WORK TO COMPLETE -
1. According to the Mount Polley article, which organization produced the alternate report that alleges a cover-up?
2. Quote word for word the part of the Mount Polley article that opens with the words containing "Thus both the" and closes with "breach (Chris Blake)".

TEXT TO READ -
Mount Polley investigation: Whitewash follows tailings flood – culprits let off the hook

Aerial image after Mount Polley mine tailings spill (Cariboo Regional District)
Aerial image after Mount Polley mine tailings spill (Cariboo Regional District)

The recently concluded “independent” investigation into the Mount Polley tailings pond rupture essentially exonerates the various culprits in what was likely the worst environmental catastrophe in BC history. The report can only be seen as a whitewashing of the world record 25 million cubic metres of mine tailings and other debris swept into Hazeltine Creek and the formerly pristine Quesnel Lake this past August.

Designing disaster

While the government-appointed panel behind the investigation acknowledges a design flaw in the  containment facility, it downplays any real human negligence by attributing it to misinterpretation of the geology below the breached dam wall:

[quote]The design did not take into account the complexity of the sub-glacial and pre-glacial geological environment associated with the perimeter embankment foundation[/quote]

Yet the report curiously maintains such a design flaw can occur without human error in the design process or subsequent construction, finding:

[quote]…no evidence that the failure was due to human intervention or overtopping of the perimeter embankments…In regard to regulatory oversight, the Panel found that inspections of the tailings storage facility would not have prevented failure. [/quote]

Thus both the builders and the regulators are magically let off the hook.

Alternate report alleges cover-up

Suzuki: Canada at risk for more Mount Polley-type disasters
Hazeltine Creek after tailings dam breach (Chris Blake)

Quite to the contrary, another report, by the BC Tapwater Alliance last December, marshals credible evidence to lay blame at the feet of the BC Liberal Government, mine owner Imperial Metals and the engineer of record, Knight Piesold. It concludes, “the Mount Polley mine tailings storage catastrophe could have been, and should have been, preventable,” equating subsequent denials of culpability to a “cover-up”.

SOURCE DATA -

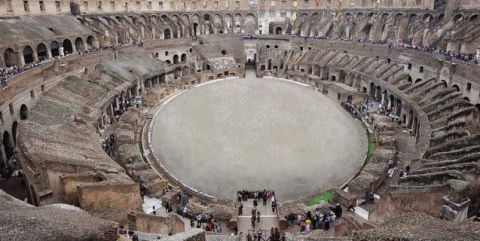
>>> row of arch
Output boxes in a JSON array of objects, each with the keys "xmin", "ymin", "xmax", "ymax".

RESULTS OF THE EXERCISE -
1. The BC Tapwater Alliance produced it.

2.
Thus both the builders and the regulators are magically let off the hook.

Alternate report alleges cover-up

Suzuki: Canada at risk for more Mount Polley-type disasters
Hazeltine Creek after tailings dam breach (Chris Blake)